Copy out each line below that has the word "distant" in it.

**Stored entries:**
+++++
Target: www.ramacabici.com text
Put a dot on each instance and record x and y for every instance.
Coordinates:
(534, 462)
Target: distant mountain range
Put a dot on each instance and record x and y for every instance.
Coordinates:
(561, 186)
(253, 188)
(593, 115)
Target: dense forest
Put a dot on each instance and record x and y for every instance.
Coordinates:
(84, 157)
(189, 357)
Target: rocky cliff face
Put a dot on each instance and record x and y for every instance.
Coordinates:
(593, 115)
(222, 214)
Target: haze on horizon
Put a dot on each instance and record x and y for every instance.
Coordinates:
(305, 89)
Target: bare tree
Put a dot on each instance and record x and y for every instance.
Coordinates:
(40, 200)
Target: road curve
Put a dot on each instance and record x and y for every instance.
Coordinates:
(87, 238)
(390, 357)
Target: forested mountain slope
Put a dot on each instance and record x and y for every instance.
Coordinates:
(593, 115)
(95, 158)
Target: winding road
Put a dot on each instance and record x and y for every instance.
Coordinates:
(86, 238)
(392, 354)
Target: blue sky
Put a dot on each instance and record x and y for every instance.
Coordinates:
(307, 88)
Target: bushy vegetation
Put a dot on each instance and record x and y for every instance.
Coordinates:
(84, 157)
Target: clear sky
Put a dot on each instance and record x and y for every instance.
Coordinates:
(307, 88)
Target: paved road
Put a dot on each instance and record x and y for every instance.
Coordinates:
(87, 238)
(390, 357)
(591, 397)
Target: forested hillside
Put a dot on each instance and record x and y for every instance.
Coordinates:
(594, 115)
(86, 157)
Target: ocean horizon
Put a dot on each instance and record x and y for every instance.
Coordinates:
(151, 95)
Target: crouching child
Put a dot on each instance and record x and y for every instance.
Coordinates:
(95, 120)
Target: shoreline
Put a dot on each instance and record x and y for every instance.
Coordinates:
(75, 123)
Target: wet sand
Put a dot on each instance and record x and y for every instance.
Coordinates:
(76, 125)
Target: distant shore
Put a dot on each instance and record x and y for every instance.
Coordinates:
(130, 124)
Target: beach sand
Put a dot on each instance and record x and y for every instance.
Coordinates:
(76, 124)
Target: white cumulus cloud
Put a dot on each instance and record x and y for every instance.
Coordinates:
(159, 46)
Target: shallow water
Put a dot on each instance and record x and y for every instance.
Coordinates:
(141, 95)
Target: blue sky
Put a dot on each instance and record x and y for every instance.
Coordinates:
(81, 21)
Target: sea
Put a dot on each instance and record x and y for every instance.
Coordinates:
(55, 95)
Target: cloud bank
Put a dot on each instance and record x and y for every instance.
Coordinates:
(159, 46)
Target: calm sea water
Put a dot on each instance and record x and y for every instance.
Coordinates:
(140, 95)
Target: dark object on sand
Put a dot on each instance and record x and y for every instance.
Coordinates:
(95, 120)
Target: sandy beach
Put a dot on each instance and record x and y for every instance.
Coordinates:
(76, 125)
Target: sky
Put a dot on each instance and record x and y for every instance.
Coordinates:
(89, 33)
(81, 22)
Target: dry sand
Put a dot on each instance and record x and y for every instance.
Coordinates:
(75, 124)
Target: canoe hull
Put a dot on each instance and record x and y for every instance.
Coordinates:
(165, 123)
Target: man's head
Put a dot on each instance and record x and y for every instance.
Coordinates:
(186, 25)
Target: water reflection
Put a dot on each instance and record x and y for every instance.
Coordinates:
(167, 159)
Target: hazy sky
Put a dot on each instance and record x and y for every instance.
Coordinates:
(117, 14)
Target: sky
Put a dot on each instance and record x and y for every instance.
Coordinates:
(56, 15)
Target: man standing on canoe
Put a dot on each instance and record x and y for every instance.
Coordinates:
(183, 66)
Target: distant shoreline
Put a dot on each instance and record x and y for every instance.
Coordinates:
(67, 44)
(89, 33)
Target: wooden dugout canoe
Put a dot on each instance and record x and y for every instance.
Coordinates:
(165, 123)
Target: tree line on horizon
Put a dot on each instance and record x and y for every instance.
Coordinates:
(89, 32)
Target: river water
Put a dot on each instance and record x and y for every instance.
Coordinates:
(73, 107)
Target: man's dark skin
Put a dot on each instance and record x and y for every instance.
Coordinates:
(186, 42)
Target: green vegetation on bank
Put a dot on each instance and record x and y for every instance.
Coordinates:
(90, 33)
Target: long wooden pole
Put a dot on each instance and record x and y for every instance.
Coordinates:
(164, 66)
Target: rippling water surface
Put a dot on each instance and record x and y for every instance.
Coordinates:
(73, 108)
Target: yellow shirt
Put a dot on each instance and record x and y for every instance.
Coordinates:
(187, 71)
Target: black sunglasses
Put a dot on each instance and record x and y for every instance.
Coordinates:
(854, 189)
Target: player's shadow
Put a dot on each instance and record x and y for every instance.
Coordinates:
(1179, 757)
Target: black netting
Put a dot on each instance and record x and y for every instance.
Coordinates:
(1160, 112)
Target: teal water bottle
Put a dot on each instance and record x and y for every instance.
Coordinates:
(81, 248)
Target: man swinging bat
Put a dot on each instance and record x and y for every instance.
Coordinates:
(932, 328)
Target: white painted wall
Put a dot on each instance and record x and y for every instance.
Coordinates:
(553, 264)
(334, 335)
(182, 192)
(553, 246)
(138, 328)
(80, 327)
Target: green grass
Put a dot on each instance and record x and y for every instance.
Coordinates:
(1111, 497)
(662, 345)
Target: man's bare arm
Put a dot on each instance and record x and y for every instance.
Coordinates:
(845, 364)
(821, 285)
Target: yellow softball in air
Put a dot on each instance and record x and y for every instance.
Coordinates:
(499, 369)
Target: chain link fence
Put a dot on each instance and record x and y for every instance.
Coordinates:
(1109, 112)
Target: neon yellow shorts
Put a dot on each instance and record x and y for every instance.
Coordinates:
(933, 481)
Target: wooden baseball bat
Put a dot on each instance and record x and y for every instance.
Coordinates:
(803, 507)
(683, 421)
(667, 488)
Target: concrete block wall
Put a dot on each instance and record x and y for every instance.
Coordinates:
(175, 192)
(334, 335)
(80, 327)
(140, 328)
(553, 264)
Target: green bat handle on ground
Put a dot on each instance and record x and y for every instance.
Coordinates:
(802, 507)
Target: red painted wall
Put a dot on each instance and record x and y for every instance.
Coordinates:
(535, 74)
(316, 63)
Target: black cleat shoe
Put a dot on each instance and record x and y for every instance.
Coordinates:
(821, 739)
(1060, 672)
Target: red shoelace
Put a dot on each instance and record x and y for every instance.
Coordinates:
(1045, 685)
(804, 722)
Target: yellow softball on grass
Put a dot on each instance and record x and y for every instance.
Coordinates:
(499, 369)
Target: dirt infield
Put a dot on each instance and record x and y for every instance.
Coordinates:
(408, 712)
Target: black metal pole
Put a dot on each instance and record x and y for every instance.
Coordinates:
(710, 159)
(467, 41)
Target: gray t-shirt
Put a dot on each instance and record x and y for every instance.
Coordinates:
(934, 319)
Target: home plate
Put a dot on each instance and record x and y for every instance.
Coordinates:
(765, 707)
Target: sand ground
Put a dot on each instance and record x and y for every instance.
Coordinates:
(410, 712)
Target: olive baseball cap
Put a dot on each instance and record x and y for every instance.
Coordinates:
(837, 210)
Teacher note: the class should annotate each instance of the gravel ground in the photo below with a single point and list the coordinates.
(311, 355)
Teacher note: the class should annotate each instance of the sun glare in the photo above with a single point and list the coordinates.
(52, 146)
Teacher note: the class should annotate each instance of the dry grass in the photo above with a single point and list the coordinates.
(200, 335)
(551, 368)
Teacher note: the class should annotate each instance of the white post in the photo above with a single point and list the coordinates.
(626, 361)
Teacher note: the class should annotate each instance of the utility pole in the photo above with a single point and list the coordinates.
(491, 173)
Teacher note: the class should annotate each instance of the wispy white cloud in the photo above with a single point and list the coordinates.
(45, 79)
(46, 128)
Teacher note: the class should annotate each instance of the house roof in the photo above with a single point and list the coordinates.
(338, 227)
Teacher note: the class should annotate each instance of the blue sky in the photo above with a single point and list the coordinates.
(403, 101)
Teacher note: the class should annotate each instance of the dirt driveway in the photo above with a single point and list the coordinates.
+++++
**EXPECTED ANSWER:**
Target: distant mountain range
Target: distant shore
Target: distant shoreline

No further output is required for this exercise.